Data extracted from a collection:
:::

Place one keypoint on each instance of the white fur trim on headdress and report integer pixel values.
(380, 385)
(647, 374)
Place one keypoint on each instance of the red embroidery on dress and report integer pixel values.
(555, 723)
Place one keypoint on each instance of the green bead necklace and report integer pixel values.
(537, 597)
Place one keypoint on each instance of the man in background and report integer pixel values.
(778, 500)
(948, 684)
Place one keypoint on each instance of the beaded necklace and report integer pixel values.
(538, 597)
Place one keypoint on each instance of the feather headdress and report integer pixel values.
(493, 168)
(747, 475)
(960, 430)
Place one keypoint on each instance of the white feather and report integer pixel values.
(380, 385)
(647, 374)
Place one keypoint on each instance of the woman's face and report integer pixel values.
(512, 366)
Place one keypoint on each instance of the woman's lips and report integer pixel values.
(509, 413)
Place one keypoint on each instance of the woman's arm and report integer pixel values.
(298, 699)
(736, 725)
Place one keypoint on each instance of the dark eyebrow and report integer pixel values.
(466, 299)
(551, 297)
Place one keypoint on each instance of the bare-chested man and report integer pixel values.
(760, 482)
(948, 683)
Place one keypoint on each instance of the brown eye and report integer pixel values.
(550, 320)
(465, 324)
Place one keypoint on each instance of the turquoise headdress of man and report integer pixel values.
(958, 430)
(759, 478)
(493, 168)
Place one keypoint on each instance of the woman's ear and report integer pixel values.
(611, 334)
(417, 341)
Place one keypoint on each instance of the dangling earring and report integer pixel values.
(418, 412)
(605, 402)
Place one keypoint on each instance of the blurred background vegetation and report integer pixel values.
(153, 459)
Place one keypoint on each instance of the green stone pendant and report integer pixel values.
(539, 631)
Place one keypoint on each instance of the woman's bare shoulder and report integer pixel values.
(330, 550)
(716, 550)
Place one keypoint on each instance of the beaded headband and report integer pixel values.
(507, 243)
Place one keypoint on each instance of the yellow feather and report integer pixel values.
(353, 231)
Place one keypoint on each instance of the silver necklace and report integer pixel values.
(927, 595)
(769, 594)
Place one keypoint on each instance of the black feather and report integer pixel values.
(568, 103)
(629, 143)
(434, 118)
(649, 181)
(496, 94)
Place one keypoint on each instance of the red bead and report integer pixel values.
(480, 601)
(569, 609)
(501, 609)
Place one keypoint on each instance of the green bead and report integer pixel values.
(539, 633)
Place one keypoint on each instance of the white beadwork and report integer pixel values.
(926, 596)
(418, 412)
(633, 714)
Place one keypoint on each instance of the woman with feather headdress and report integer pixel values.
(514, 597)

:::

REQUIREMENT – Give back the line containing "Place one keypoint on each instance of the black" and all the lines after it through the end of the records, unchanged.

EXPECTED OUTPUT –
Place one keypoint on each instance of the black feather and report integer pixel values.
(568, 103)
(629, 143)
(434, 118)
(649, 181)
(496, 94)
Place one keypoint on each instance of the red bead and report integer pixel values.
(480, 601)
(569, 609)
(501, 609)
Place one keypoint on each instance of the green bead and report integer pixel values.
(539, 633)
Place one keypoint on each instance of the white beadwork and report integer pixel values.
(926, 596)
(418, 412)
(633, 714)
Place one keypoint on each instance of the woman with feather headdress and report integer pixel values.
(514, 597)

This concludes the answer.